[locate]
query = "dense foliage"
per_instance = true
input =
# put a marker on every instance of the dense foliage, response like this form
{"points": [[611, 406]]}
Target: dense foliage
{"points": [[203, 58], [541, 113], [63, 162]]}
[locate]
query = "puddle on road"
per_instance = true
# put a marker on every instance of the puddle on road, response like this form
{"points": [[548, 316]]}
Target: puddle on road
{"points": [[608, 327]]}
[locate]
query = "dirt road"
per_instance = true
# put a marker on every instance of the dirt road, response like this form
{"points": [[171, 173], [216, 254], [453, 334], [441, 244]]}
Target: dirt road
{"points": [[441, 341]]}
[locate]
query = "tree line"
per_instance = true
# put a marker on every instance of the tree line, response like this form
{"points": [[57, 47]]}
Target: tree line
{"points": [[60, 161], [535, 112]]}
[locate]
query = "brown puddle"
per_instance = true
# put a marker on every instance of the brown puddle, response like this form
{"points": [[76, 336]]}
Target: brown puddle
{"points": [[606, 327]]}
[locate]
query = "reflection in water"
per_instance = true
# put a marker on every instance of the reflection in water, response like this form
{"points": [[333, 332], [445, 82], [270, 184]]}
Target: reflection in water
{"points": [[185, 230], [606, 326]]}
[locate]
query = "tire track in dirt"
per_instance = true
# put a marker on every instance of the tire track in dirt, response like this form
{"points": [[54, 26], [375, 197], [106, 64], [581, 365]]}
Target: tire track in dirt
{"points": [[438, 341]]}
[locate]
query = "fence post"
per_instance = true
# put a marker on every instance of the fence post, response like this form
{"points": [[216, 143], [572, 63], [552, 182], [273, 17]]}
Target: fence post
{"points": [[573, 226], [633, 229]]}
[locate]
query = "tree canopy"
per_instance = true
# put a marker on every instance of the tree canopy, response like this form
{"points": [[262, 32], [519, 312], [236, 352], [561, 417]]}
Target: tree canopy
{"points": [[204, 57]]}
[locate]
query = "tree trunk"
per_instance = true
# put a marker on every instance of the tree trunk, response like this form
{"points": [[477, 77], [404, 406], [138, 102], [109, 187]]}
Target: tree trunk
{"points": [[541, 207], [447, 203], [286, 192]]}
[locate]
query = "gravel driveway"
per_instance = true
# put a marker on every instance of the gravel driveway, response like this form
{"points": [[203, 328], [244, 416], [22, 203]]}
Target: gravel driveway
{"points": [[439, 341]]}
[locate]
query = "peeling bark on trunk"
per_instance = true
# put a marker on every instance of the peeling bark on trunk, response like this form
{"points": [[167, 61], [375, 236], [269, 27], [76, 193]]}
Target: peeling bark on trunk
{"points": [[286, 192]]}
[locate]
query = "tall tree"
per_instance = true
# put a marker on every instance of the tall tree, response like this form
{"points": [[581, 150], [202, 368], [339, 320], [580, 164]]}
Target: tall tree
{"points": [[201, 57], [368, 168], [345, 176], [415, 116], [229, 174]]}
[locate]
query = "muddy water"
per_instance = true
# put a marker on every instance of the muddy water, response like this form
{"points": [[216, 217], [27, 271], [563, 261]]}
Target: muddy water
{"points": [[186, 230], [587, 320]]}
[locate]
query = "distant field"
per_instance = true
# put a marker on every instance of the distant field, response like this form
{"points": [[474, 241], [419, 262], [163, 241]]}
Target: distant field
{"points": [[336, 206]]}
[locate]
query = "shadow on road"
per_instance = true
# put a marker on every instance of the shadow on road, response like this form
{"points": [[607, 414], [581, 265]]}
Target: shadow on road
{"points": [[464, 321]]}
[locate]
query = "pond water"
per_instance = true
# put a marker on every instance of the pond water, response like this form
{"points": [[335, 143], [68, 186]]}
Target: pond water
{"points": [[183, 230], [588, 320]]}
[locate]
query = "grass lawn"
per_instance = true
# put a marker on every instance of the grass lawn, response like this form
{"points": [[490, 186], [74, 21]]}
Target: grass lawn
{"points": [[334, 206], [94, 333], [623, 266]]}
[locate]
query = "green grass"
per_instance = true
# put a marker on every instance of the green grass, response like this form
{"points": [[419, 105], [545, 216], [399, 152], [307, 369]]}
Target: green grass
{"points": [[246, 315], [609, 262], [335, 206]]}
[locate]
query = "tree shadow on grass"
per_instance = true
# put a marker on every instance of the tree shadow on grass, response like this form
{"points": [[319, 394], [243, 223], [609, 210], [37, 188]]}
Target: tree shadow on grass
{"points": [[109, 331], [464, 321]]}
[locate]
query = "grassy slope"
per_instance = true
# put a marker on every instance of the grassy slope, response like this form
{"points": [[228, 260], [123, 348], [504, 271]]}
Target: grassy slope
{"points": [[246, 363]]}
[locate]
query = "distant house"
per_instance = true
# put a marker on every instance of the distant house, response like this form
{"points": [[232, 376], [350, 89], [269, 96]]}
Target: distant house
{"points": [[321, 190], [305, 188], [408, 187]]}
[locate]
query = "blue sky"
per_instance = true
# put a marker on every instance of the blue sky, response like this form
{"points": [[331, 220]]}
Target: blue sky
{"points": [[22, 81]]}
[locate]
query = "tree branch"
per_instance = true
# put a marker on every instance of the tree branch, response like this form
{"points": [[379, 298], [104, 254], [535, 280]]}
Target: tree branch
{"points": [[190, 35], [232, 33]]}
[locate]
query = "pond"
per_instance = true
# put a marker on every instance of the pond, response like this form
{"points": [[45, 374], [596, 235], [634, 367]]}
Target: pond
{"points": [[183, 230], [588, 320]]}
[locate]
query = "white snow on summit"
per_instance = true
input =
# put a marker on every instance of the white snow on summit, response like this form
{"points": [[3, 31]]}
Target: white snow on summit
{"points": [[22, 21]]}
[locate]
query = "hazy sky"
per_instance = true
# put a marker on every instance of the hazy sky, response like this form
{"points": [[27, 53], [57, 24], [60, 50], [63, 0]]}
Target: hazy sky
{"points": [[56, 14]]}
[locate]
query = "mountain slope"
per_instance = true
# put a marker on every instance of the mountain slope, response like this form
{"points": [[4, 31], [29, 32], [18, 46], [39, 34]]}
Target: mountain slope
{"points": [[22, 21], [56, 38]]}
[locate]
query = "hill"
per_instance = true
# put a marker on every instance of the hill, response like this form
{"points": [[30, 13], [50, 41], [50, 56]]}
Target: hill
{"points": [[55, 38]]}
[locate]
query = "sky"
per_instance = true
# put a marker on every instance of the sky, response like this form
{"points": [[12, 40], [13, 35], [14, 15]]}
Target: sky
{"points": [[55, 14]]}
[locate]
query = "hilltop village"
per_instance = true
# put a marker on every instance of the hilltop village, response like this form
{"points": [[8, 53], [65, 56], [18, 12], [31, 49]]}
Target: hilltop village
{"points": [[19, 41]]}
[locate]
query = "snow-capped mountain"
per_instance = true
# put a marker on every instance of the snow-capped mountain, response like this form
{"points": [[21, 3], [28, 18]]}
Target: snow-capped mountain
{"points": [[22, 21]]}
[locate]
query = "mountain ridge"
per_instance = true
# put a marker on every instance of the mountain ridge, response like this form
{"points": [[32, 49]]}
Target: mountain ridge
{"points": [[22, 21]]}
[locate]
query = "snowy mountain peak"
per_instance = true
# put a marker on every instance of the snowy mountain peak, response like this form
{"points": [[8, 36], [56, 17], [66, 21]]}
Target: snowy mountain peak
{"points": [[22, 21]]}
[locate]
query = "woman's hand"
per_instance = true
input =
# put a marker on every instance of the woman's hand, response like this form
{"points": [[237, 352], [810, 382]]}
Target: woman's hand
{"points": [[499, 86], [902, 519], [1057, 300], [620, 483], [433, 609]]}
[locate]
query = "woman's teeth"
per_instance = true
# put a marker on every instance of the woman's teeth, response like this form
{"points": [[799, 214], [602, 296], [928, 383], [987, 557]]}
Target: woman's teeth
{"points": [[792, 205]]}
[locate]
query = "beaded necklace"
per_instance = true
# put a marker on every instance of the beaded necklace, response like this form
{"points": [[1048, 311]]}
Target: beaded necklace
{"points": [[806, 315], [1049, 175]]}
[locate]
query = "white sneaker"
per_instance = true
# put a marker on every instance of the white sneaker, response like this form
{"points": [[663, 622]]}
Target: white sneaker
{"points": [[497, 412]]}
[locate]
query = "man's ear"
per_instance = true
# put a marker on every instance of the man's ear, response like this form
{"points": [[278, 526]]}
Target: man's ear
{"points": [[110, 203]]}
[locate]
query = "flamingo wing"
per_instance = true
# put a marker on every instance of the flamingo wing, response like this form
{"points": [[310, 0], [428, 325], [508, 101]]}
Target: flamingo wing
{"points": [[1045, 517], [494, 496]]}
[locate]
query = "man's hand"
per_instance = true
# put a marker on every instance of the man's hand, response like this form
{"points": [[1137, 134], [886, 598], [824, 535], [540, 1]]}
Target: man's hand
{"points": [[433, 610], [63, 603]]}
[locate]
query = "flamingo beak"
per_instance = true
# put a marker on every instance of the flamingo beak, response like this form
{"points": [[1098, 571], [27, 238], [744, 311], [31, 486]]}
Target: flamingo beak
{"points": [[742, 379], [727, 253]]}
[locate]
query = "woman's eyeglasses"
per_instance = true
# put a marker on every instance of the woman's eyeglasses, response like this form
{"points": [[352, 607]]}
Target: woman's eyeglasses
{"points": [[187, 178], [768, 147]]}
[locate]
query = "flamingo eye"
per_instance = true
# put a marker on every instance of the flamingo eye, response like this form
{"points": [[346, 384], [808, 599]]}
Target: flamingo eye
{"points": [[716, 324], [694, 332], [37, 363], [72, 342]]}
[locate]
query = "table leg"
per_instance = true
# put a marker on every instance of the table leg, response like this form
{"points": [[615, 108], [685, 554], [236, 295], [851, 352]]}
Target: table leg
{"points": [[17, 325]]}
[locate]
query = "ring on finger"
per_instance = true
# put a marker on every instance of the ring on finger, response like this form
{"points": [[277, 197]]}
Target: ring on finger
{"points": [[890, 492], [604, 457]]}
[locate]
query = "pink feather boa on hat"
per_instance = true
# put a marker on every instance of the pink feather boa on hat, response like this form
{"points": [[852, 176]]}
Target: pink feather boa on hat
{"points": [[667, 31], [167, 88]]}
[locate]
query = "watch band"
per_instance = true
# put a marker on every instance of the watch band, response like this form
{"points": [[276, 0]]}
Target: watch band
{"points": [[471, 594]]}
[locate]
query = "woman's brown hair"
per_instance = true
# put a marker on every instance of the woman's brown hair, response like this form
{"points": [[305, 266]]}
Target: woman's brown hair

» PROBLEM
Identify every line in the rows above that contains the word "puddle", and copy each of those lines in full. The match is case-sensitive.

» FINISHED ANSWER
query = "puddle on road"
# put a marker on every instance of the puddle on road, response like this form
Target: puddle on road
query = "brown puddle"
# put a marker on every instance of the brown puddle, response like this form
Target: brown puddle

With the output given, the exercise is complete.